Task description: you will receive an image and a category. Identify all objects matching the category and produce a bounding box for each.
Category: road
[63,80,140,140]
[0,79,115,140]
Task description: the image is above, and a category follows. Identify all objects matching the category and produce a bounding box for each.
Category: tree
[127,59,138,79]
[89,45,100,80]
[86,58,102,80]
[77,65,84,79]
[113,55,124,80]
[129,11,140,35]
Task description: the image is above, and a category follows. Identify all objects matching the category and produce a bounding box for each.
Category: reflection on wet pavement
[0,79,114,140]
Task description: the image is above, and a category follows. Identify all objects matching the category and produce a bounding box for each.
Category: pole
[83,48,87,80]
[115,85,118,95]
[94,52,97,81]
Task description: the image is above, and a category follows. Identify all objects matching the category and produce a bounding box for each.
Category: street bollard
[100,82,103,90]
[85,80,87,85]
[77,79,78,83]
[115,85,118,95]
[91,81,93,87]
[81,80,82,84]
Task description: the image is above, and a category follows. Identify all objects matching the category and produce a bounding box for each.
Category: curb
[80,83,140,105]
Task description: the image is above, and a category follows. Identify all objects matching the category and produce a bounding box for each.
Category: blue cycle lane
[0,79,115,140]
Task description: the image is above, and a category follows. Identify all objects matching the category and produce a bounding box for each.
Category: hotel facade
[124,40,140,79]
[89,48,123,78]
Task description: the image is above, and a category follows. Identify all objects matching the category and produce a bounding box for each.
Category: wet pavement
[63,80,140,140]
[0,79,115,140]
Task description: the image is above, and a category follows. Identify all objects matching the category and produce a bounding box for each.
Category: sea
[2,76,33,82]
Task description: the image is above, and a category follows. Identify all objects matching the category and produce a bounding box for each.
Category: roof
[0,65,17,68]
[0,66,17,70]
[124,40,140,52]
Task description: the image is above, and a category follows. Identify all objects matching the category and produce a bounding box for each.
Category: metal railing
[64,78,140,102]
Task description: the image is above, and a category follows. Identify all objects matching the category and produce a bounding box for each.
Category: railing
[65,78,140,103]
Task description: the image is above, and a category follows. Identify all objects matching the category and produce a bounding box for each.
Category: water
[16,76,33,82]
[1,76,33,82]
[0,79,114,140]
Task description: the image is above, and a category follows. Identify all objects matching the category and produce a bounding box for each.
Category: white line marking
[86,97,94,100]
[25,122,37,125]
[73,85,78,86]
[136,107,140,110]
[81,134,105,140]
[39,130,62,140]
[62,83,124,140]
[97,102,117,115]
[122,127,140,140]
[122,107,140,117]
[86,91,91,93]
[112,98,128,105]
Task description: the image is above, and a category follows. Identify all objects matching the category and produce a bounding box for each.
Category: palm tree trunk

****************************************

For this exercise, repeat each line of the listing exactly.

Task description: you will receive an image and a category. Identify all objects matching the category and produce a bounding box for each.
Category: road
[63,80,140,140]
[0,79,115,140]
Task description: the image is above, and a category follows. Identify all objects matching the category and produce a bounding box for each.
Category: tree
[127,59,138,79]
[89,45,100,80]
[86,58,102,80]
[77,65,84,79]
[113,55,124,80]
[129,11,140,35]
Task description: the image is above, and a category follows. Identify all objects matching the category and produce a bounding box for each.
Category: reflection on wet pavement
[0,79,114,140]
Task description: the image is above, and a category follows. Identify all objects matching the category and produce a bounding box for each.
Category: pole
[83,48,87,80]
[115,85,118,95]
[94,52,97,81]
Task description: the image is above, and a category follows. Identify all objects matching the category and produce a bounding box for each.
Category: street bollard
[100,82,103,90]
[85,80,87,85]
[77,79,78,83]
[115,85,118,95]
[91,81,93,87]
[81,80,82,84]
Task description: the image is above, and a category follows. Identify all objects matching the category and produce a bounding box for each.
Category: curb
[80,83,140,105]
Task description: the image is above, and a category follows. Identify all objects matching the category and produce a bounding box for each.
Category: blue cycle lane
[0,79,115,140]
Task description: the image is above, and a category follows. Identify all objects matching the category and produce a bounding box for each.
Category: hotel facade
[124,40,140,79]
[89,48,123,78]
Task description: the image is above, and a category follows. Identify all objects matching the category and produce a bounding box for each.
Category: wet pavement
[63,80,140,140]
[0,79,115,140]
Task description: the image is above, and a category follows. Identify all objects matching the category and produce a bounding box for each.
Category: sea
[2,76,33,82]
Task description: the image is above, and a category follows. Identify all objects matching the category and produce a bounding box for each.
Category: roof
[0,65,17,68]
[0,66,17,70]
[124,40,140,52]
Task description: the image is above, and a category follows. Identify all objects matching the category and produce a bounding box for each.
Category: metal railing
[64,78,140,102]
Task description: the image is above, and a category follows. Identify all objects matching the category and produce a bounding box for each.
Category: railing
[65,78,140,103]
Task description: the image is above, and a category follows. Identify all objects matching the category and produce a bounding box for each.
Category: water
[16,76,33,82]
[1,76,33,82]
[0,79,114,140]
Task description: the image is above, and a category follows. Identify all objects matching the category and produce a bounding box for each.
Category: white line marking
[86,97,94,100]
[25,122,37,125]
[73,85,78,86]
[136,107,140,110]
[81,134,105,140]
[39,130,62,140]
[62,83,124,140]
[97,102,117,115]
[122,127,140,140]
[122,107,140,117]
[86,91,91,93]
[112,98,128,105]
Task description: the image is above, and a category follows. Identify all objects matching the category and produce a bounding box for each.
Category: palm tree trunk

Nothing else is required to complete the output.